Write out the data below word for word, omitting the pictures.

===============

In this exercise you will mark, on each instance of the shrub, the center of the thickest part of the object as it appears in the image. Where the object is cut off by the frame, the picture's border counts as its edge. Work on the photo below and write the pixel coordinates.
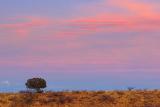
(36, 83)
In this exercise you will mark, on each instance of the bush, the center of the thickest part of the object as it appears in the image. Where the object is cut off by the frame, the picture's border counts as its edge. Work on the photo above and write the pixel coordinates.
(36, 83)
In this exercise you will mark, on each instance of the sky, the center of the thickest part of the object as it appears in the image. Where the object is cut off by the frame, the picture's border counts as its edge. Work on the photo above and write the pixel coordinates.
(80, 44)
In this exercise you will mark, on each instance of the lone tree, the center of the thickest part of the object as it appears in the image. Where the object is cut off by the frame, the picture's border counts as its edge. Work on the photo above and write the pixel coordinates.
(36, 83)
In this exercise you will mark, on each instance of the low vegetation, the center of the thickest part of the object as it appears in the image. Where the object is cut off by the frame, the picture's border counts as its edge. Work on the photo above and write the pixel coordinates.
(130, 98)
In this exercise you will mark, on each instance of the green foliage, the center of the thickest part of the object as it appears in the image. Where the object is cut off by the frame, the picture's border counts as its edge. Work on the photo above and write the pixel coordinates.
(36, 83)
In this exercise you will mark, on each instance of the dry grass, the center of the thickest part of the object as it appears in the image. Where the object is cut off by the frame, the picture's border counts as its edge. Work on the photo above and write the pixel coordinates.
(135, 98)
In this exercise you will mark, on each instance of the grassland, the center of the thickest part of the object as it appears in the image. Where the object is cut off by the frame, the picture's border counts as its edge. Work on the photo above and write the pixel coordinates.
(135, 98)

===============

Written answer:
In this exercise you will mark, on each instance of the shrub, the center of the thickest part of the object as it appears in the image. Where the object is cut off by the frame, the picture's border counts as its edge. Work on the photo below and write the pixel coordinates.
(36, 83)
In this exercise you will mark, on each instance of the bush, the center of the thickest part of the object as it appears in the image. Where the object is cut off by the frame, the picture's border counts as its edge. Work on the photo above and write the pixel coordinates.
(36, 83)
In this exercise you will mark, on each instance of the sky, the center of the thickest part of the object as it appears in the image. Where the object is cut off by the frame, the picture's border counts as its edge. Work on the photo above and write the pixel coordinates.
(80, 44)
In this exercise you will mark, on each instance of the lone tree, the center of the thickest part of the object as it appears in the image. Where the object is cut off by the frame, the picture's border counts as its edge. Work on the photo above and write the pixel coordinates.
(36, 83)
In this exercise you will mark, on each instance of the low vegetation, the center of the thickest part of the object as it appears in the image. Where the object is cut off by the frame, the picture's border counts as its edge. Work on the photo above and write the pixel coordinates.
(130, 98)
In this exercise you will mark, on each instance of the green foliage, the center of the thickest part of the object as it appears in the image. Where the object is cut off by the frame, the picture's border counts as its edge. Work on the photo above and write the pixel coordinates.
(36, 83)
In this exercise you will mark, on each instance of the dry grass, the center of the thickest part of the object as it appears in the image. Where the object is cut off by the frame, the picture's border counts as its edge. Work on the photo above and write the pixel coordinates.
(135, 98)
In this exercise you will mark, on each instance of the grassland, the center of the thickest part of the object as it appears in the image. Where the object is cut off by the frame, the picture's border counts as its edge. Work on the photo above and write the pixel coordinates.
(135, 98)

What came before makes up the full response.